§ **Requests**
1. Answer these questions from the forum thread on insults:
(a) What did the women's magazine do that led Michael O'Donoghue to write his letter?
(b) How old was the writer when using the "born stupid" line, and on whom was it used?
(c) In the favorite "Yo Mama" joke, why was she fired from the M&M factory?
2. List every insult that the forum thread on insults quotes in quotation marks.

What are the best insults you've heard/read?

Mods, please excuse or modify the profanity. I was considering starting this thread myself, but, given those two, I would have put it in the Pit.

The most scathing insult I have ever read: Michael O’Donoghue, writer for SNL, wrote a letter to the editor of a women’s magazine that cropped him out of a group photo they published. He told them “I would come down there and kick every one of you in the cunt if I didn’t think it’d ruin my shine.”

When I was twelve or thirteen, I used this one on my brother. I think I actually dropped my jaw after I said it, shocked that I could think of something so witty on the spur of the moment:

“Were you born stupid, or did you reach that state after many years of hard work and practice?”

And honestly, is there anything better than a well-timed “Yo Mama” crack? My favorite: “Yo Mama’s so stupid, they fired her from the M&M factory because she threw out all the W’s!”

Gold.

One of my favorites came from right here on the SDMB:

“You are the earwax without which any box of Bertie Bott’s Every Flavor Beans would be incomplete.”

(Harry Potter reference, for those who don’t understand).

§ **Supplied information**
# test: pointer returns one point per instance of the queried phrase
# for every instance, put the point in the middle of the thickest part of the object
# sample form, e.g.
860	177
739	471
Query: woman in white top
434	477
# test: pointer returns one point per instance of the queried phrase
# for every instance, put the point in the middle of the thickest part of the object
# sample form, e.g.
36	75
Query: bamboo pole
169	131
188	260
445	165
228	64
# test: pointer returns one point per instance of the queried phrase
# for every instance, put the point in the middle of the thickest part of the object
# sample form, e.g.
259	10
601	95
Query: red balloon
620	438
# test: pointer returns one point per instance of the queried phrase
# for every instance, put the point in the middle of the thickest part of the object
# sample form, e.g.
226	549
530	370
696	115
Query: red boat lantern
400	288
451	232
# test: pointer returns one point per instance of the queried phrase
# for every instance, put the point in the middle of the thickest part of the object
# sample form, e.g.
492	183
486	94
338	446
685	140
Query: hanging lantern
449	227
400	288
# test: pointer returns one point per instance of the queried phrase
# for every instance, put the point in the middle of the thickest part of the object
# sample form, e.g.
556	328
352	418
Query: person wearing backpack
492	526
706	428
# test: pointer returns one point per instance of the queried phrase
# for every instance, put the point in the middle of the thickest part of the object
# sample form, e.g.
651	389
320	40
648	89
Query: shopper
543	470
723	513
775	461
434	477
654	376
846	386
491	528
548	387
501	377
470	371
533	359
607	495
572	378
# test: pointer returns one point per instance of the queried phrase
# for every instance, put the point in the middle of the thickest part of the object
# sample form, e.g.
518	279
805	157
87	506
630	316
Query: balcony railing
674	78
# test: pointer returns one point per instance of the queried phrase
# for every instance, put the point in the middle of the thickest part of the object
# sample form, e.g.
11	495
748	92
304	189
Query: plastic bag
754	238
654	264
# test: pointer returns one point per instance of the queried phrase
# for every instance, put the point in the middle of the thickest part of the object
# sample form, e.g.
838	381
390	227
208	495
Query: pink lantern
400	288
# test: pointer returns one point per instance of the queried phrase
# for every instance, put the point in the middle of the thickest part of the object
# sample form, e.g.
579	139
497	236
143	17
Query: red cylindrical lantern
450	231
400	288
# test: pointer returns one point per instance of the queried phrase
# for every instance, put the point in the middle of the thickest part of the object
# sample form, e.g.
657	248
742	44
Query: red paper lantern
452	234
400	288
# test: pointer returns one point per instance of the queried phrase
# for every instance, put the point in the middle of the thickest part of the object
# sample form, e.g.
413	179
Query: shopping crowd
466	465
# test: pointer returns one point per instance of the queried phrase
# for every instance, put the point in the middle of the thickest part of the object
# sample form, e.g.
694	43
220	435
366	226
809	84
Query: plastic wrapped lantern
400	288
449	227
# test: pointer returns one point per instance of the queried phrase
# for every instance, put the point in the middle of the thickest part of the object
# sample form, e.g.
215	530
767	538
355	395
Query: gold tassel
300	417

§ **Responses by task**
1.
(a) It cropped him out of a group photo it published.
(b) The writer was twelve or thirteen and used it on a brother.
(c) She threw out all the W's.

2.
- "I would come down there and kick every one of you in the cunt if I didn't think it'd ruin my shine."
- "Were you born stupid, or did you reach that state after many years of hard work and practice?"
- "Yo Mama's so stupid, they fired her from the M&M factory because she threw out all the W's!"
- "You are the earwax without which any box of Bertie Bott's Every Flavor Beans would be incomplete."